▸ **Исходный текст**
Н.Болтянская: Ну, я пытаюсь экстраполировать ситуацию, вот, к вам как к режиссеру.
А.Кончаловский: Да. Возмутительно.
Н.Болтянская: Возмутительно?
А.Кончаловский: Да, конечно.
Н.Болтянская: Ну, спасибо.
А.Кончаловский: Да. Абсолютно. Как режиссера меня это абсолютно не устраивает.
Н.Болтянская: То есть это наступление на вашу творческую свободу, так?
А.Кончаловский: Ну, наступление на творческую свободу, прежде всего, происходит гораздо более серьезно, когда денег не может найти на фильм, чем курение. Я согласен снять фильм без сигарет, если я получу денег на картину.
Н.Болтянская: А если снимаете картину, я не знаю, про Шерлока Холмса или про комиссара Мегрэ, у которых это часть образа?
А.Кончаловский: Ну, я думаю, что я смогу убедить.
Н.Болтянская: Справитесь. Андрей Кончаловский у нас в гостях. Несколько вопросов, как вы относитесь к так называемому антимагнитскому закону, или закону Димы Яковлева?
А.Кончаловский: Особое мнение. Интересно. Вы знаете, у меня вопросов больше, чем ответов, потому что отвечать там «Не люблю», «Не нравится», ну, это просто.
    Недавно я тут слышал Шендеровича, который сказал «Наша Дума – они выжили из ума, они вообще все неадекватны, они не соображают». А мне кажется, как раз наоборот. Мне кажется, что они абсолютно естественны в том, что они делают. Потому что я-то убежден, что, вот, после 70 лет искусственного оцивилизовывания советского человека потом после 10 лет баланса между европейской Россией, которая как-то возрождалась, и, вот, Московией... Вот сейчас Московия победила. А что такое Московия? Это где-то XVI-й век приблизительно, там, где все решения принимаются одним человеком, а все остальные снизу как только человек чихнул (главный), то все чихать начинают и чихать еще сильнее. Ну, бояре там, служивые люди и так далее.
Н.Болтянская: То есть Московия – какой-то такой источник Нюрнбергских законов, такой вот...
А.Кончаловский: Нет, нет. Московия – это источник моноцентризма, бескопромиссности, нетерпимости, единоначалия, единоверия, единоцентризма, отсутствия всякого полицентризма, и вой, и бой всему, кто не с нами. Кто не с нами, тот против нас – это большевики взяли, конечно, у православия российского.

▸ **Задание 1**
Кратко перескажите абзац интервью, который начинается словами «Недавно я тут слышал Шендеровича», сохранив его основные мысли.
▸ **Задание 2**
Перепишите из интервью без изменений фрагмент: начните со слов, в которых есть «А.Кончаловский: Да, конечно.», и остановитесь после «творческую свободу, так?».
▸ **Задание 3**
Определите, соответствуют ли интервью следующие утверждения, и подтвердите каждый ответ точной цитатой: (a) Кончаловский готов снять фильм без сигарет, если получит деньги на картину; (b) Кончаловский считает, что депутаты Думы выжили из ума; (c) Кончаловский согласен, что Московия — источник Нюрнбергских законов.
Приведённые далее записи для работы не нужны.

▸ **Извлечённые данные**

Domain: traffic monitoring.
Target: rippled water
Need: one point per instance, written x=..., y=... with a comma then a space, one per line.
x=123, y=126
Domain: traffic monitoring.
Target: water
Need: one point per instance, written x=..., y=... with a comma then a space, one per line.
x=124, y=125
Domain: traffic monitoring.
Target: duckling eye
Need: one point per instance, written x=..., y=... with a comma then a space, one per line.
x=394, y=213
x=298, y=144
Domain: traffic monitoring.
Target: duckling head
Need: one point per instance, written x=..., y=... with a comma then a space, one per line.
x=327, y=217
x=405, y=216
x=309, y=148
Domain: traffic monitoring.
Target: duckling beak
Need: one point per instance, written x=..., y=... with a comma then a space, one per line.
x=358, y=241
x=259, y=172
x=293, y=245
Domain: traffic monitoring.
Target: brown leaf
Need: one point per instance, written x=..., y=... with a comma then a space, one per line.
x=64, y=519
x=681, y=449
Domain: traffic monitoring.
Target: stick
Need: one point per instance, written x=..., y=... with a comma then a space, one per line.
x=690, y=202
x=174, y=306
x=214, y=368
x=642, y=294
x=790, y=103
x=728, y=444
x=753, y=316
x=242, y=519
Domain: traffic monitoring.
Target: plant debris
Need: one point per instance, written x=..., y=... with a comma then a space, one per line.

▸ **Полный ответ 1**
Кончаловский не согласен с Шендеровичем, назвавшим депутатов Думы неадекватными: по его мнению, они действуют совершенно естественно. Он убежден, что после 70 лет искусственного «оцивилизовывания» советского человека и 10 лет баланса между возрождавшейся европейской Россией и Московией сейчас победила Московия. Московия для него — это примерно XVI век: все решения принимает один человек, а остальные (бояре, служивые люди) повторяют за ним еще усерднее.

▸ **Полный ответ 2**
А.Кончаловский: Да, конечно.
Н.Болтянская: Ну, спасибо.
А.Кончаловский: Да. Абсолютно. Как режиссера меня это абсолютно не устраивает.
Н.Болтянская: То есть это наступление на вашу творческую свободу, так?

▸ **Полный ответ 3**
(a) Да: «Я согласен снять фильм без сигарет, если я получу денег на картину».
(b) Нет: «А мне кажется, как раз наоборот. Мне кажется, что они абсолютно естественны в том, что они делают».
(c) Нет: «Нет, нет. Московия – это источник моноцентризма».